Perché il nodo, non solo in Sicilia ma probabilmente in tutta Italia, è l’aiuto a chi lavorava nell’economia sommersa. Due giorni fa, come si legge anche in questo articolo del Sole 24 ore, la ministra del Lavoro Nunzia Catalfo ha risposto che “il lavoro in nero non dovrebbe esistere” ma “purtroppo il lavoro sommerso è una piaga che c’è. È chiaro che a tutte quelle persone che per vari motivi si trovano in una situazione di emergenza dobbiamo pensare. Dunque per tutte le persone senza reddito è previsto un reddito di emergenza”.

Una questione complessa e delicata, perchè presuppone il riconoscimento di una situazione di diffusa illegalità. Che però, intanto, pone le famiglie di chi lavorava in nero sull’orlo del lastrico.

Dati per indicare punti nelle immagini
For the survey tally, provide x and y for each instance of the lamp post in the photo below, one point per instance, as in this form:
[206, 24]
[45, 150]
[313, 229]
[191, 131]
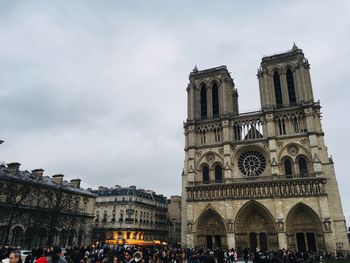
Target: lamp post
[339, 245]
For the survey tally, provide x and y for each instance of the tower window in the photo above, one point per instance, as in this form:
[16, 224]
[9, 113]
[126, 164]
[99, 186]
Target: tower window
[204, 102]
[217, 136]
[205, 172]
[281, 126]
[291, 89]
[288, 168]
[218, 173]
[215, 96]
[302, 167]
[278, 91]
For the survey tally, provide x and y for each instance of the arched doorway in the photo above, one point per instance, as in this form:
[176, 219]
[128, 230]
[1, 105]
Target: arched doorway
[255, 228]
[304, 229]
[211, 231]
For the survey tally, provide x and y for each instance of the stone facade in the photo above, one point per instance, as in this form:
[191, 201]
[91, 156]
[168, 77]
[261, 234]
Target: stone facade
[259, 179]
[174, 217]
[127, 214]
[38, 210]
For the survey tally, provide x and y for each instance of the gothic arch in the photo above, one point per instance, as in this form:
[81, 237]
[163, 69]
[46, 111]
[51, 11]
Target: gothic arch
[303, 164]
[216, 81]
[210, 230]
[218, 170]
[255, 227]
[209, 158]
[277, 88]
[287, 66]
[272, 71]
[304, 229]
[17, 235]
[288, 150]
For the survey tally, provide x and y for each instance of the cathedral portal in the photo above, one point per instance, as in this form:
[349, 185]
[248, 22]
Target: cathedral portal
[255, 228]
[304, 229]
[211, 231]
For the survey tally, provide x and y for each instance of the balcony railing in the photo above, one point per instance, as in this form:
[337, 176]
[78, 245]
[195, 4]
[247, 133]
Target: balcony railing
[252, 179]
[259, 187]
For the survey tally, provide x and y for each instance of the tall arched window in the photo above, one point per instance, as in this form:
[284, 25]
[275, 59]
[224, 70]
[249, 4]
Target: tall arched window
[203, 102]
[288, 171]
[278, 91]
[302, 167]
[218, 173]
[291, 89]
[215, 96]
[205, 173]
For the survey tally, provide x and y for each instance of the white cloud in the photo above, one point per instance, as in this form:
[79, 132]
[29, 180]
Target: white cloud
[97, 91]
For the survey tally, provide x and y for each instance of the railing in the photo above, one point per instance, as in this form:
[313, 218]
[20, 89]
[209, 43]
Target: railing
[259, 187]
[252, 179]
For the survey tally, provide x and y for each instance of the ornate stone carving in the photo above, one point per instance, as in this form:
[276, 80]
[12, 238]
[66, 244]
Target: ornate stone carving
[316, 159]
[303, 141]
[189, 226]
[198, 153]
[274, 162]
[293, 150]
[280, 225]
[327, 224]
[227, 166]
[229, 223]
[210, 157]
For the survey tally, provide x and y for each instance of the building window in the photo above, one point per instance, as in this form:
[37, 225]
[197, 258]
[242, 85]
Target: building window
[203, 139]
[203, 102]
[215, 97]
[278, 91]
[291, 89]
[251, 163]
[217, 135]
[281, 126]
[288, 168]
[302, 167]
[218, 173]
[205, 174]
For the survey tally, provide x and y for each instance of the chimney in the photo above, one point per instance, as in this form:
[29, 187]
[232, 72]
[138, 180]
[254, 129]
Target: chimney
[58, 178]
[13, 167]
[38, 173]
[75, 183]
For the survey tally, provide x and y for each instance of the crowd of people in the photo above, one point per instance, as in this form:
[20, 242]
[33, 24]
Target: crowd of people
[156, 254]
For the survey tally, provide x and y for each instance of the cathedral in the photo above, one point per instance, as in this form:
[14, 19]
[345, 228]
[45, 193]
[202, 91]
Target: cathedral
[264, 179]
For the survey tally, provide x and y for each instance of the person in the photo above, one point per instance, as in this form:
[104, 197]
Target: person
[40, 256]
[128, 257]
[15, 257]
[245, 255]
[56, 256]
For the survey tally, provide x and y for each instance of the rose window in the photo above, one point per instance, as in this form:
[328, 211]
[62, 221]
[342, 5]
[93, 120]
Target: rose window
[251, 163]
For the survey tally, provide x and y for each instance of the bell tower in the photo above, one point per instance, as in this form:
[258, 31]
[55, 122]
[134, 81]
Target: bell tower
[264, 178]
[284, 80]
[211, 94]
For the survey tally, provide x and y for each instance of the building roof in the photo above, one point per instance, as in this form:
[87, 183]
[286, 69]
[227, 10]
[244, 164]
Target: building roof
[42, 181]
[130, 191]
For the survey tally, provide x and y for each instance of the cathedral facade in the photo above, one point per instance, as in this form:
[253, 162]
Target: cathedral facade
[259, 179]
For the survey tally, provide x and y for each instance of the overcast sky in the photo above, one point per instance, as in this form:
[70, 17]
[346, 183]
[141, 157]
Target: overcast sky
[97, 89]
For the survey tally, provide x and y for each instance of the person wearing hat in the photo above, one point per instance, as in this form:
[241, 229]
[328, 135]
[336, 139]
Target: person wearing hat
[56, 256]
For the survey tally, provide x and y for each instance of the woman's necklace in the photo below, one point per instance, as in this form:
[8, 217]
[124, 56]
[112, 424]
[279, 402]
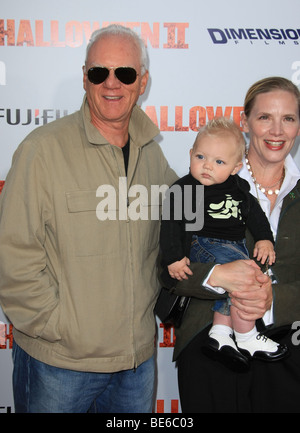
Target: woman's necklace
[265, 189]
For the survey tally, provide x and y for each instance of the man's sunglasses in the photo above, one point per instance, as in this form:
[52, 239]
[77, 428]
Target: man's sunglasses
[98, 74]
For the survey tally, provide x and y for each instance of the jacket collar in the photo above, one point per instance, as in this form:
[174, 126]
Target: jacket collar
[141, 128]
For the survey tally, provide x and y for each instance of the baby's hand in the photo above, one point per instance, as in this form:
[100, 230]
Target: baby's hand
[180, 269]
[264, 250]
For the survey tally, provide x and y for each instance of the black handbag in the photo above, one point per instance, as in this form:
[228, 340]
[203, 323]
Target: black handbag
[170, 308]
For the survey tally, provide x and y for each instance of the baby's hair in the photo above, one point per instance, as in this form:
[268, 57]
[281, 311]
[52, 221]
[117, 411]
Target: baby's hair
[219, 126]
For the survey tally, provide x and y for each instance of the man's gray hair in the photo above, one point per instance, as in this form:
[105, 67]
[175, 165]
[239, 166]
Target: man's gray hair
[117, 29]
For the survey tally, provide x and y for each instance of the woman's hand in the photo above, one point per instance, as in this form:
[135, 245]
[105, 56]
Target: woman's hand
[240, 275]
[250, 290]
[253, 304]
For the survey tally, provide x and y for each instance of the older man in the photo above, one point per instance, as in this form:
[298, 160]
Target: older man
[77, 273]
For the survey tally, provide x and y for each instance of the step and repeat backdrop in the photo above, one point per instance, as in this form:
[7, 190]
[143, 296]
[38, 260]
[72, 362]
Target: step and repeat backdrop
[204, 55]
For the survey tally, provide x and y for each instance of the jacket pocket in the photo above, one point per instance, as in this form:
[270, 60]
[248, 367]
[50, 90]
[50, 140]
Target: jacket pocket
[89, 234]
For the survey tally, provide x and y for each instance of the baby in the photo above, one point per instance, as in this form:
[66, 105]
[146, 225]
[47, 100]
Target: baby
[229, 208]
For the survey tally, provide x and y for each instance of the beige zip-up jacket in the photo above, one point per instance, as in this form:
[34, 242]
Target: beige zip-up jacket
[79, 290]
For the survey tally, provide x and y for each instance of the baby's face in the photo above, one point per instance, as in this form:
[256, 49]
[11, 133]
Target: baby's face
[215, 158]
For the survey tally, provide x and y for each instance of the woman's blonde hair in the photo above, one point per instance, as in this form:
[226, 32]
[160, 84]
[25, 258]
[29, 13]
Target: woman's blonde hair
[266, 85]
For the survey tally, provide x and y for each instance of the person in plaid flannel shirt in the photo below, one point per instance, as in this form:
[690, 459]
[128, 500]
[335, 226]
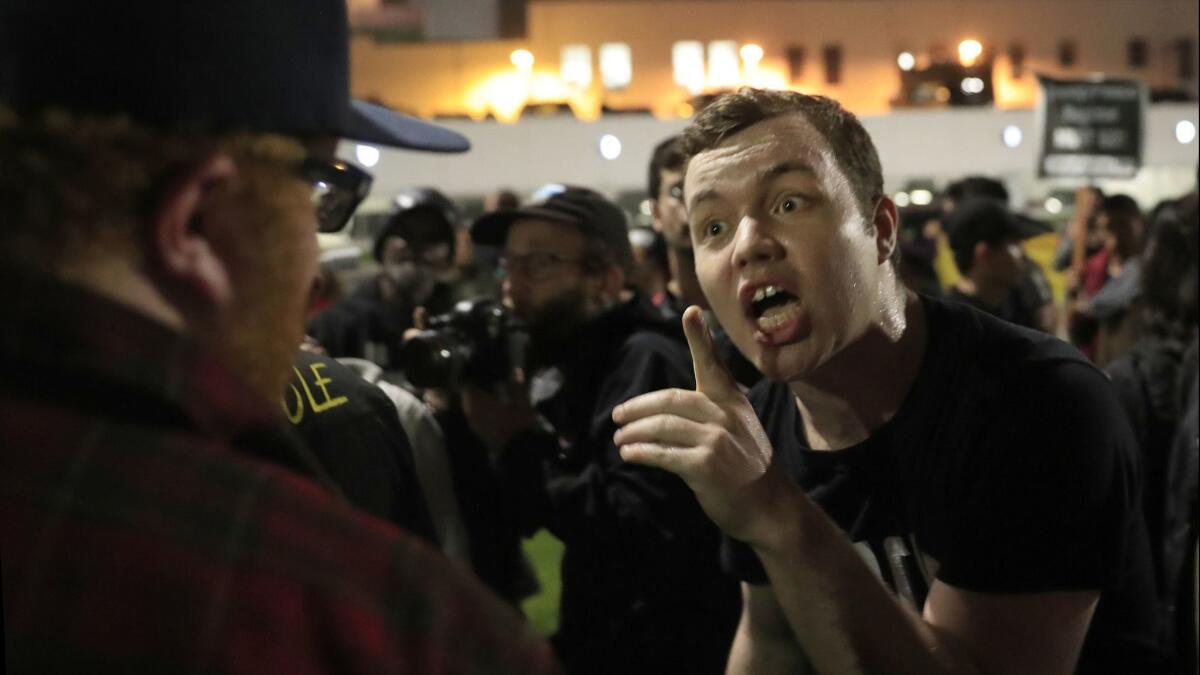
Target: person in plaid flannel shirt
[163, 168]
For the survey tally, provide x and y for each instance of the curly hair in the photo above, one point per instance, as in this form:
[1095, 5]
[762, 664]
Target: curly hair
[75, 184]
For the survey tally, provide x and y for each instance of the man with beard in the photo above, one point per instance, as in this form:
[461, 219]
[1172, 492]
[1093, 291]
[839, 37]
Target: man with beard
[642, 591]
[160, 198]
[916, 487]
[415, 252]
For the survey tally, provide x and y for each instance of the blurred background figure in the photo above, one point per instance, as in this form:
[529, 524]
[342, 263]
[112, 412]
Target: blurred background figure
[670, 219]
[415, 252]
[651, 270]
[1155, 380]
[642, 590]
[1032, 303]
[1115, 264]
[987, 237]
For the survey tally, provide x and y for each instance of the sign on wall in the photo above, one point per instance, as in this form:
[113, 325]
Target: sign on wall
[1091, 127]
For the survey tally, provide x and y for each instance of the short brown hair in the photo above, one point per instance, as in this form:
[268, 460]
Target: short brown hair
[851, 144]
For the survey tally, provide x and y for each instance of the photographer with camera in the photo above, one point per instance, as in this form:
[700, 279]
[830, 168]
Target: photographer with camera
[642, 590]
[415, 251]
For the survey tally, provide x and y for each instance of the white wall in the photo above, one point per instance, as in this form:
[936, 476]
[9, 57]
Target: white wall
[929, 144]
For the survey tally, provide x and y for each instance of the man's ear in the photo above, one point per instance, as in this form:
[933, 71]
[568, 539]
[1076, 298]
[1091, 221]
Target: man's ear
[180, 249]
[887, 227]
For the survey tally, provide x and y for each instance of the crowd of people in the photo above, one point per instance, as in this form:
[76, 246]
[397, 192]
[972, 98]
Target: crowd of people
[769, 436]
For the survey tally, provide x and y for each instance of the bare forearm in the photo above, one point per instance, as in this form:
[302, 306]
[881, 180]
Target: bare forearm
[843, 616]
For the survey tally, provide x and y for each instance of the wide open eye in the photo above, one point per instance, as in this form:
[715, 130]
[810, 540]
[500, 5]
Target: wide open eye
[790, 204]
[714, 227]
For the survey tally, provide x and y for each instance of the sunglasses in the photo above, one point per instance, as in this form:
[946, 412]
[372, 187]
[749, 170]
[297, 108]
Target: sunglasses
[337, 189]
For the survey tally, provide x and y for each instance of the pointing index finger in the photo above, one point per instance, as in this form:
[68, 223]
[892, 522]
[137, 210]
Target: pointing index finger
[712, 377]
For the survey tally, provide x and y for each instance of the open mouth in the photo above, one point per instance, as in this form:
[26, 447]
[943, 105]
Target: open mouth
[772, 308]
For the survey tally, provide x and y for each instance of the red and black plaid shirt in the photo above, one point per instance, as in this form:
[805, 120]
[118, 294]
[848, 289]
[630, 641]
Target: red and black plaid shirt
[147, 525]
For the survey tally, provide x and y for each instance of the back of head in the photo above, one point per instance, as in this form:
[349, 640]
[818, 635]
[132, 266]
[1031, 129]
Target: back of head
[1123, 221]
[667, 155]
[975, 186]
[1169, 275]
[852, 147]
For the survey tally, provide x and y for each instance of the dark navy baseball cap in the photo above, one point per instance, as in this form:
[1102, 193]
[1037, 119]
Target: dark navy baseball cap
[219, 65]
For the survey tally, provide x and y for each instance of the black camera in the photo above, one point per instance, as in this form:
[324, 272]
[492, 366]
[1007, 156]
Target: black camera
[477, 342]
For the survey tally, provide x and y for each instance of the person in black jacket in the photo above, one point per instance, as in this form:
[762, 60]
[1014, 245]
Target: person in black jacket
[414, 250]
[642, 590]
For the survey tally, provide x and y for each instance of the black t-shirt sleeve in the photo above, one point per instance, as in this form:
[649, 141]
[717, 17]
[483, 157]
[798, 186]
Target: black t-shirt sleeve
[1045, 497]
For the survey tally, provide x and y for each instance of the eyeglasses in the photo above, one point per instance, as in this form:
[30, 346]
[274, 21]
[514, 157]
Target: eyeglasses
[535, 267]
[337, 189]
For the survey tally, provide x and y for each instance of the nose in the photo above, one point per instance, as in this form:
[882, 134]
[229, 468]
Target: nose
[755, 244]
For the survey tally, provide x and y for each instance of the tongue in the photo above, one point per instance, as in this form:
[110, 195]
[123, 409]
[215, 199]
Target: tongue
[779, 324]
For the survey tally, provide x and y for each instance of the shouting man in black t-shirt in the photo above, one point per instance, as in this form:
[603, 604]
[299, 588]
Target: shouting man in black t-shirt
[917, 487]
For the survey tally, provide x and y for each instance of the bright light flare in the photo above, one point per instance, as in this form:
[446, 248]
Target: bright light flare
[969, 52]
[1012, 136]
[972, 85]
[1185, 132]
[522, 59]
[751, 54]
[367, 155]
[610, 147]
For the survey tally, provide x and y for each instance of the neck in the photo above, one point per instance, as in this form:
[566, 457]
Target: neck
[863, 386]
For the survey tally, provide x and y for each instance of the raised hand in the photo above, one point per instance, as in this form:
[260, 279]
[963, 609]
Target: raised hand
[709, 437]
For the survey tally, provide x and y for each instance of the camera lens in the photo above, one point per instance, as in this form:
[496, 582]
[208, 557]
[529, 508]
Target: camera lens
[435, 359]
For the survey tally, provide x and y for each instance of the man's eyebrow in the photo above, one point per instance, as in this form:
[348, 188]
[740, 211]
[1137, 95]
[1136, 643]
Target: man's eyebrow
[790, 166]
[703, 196]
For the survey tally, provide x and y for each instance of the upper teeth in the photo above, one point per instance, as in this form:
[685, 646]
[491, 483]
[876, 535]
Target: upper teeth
[766, 292]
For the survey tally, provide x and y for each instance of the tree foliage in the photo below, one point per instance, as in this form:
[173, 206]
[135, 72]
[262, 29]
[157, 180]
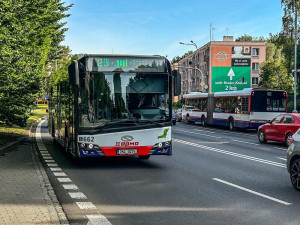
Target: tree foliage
[30, 34]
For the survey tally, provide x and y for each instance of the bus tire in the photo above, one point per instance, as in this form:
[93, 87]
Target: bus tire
[203, 121]
[261, 136]
[141, 157]
[231, 125]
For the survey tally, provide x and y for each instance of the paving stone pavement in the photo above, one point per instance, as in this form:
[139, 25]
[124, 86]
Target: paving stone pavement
[26, 196]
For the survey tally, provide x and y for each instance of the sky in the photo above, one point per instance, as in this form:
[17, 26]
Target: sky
[155, 27]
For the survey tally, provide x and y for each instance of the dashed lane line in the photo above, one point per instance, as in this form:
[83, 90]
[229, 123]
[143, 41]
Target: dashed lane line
[252, 192]
[245, 142]
[231, 153]
[206, 135]
[93, 219]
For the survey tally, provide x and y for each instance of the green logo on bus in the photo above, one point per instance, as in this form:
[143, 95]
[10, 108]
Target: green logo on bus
[164, 135]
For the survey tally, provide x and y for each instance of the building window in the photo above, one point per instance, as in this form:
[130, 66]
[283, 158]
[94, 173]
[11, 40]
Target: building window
[255, 51]
[255, 66]
[254, 80]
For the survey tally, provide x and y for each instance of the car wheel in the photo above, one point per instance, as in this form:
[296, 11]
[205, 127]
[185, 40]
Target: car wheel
[231, 125]
[261, 136]
[287, 139]
[295, 174]
[144, 156]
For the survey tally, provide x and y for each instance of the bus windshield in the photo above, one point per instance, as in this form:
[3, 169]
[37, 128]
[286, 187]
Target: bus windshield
[118, 98]
[268, 101]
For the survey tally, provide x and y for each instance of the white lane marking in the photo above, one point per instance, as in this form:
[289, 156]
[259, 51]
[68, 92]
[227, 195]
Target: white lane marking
[97, 220]
[252, 192]
[49, 161]
[77, 195]
[47, 157]
[85, 205]
[212, 132]
[70, 187]
[281, 158]
[52, 164]
[196, 133]
[60, 174]
[55, 169]
[64, 180]
[283, 149]
[224, 131]
[231, 153]
[245, 142]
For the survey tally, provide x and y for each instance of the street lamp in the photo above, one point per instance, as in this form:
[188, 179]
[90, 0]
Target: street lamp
[192, 43]
[295, 66]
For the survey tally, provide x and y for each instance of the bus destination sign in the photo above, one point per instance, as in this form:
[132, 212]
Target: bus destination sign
[128, 64]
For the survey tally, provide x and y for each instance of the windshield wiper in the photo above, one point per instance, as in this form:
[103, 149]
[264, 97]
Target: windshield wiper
[114, 123]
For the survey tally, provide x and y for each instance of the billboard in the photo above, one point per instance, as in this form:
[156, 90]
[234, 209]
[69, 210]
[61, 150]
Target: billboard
[231, 68]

ESERCIZIO -
Prosegui il testo sul lavoro in nero e il reddito di emergenza, partendo subito dopo la sua ultima frase.

RISPOSTA -
“L’aiuto che diamo è piccolo – continua Peter Ciaccio – ma sappiamo che le persone migranti sono in grado di fare miracoli con pochi soldi. L’aiuto consiste in alimenti e qualche soldo. Fortunatamente, abbiamo tra noi qualcuno che ha libertà di movimento e che si è fatto carico di portare a destinazione gli aiuti. Considerando che chi lavora fuori casa in queste settimane, lavora più di prima, siamo particolarmente grati per questo servizio ulteriore”.

L’iniziativa andrà avanti finché ce ne sarà bisogno. “Continueremo il progetto finché ci sarà il lockdown. Poi vedremo come evolverà. Tra l’altro, abbiamo un progetto di diaconia comunitaria con l’Otto per mille dell’Unione delle chiese metodiste e valdesi, gestito dalla Diaconia valdese, per il quale dobbiamo comunque coprire una quota di 2500 euro trovati dalla comunità. Questa iniziativa ci ha fatto già praticamente raggiungere questo obiettivo minimo”.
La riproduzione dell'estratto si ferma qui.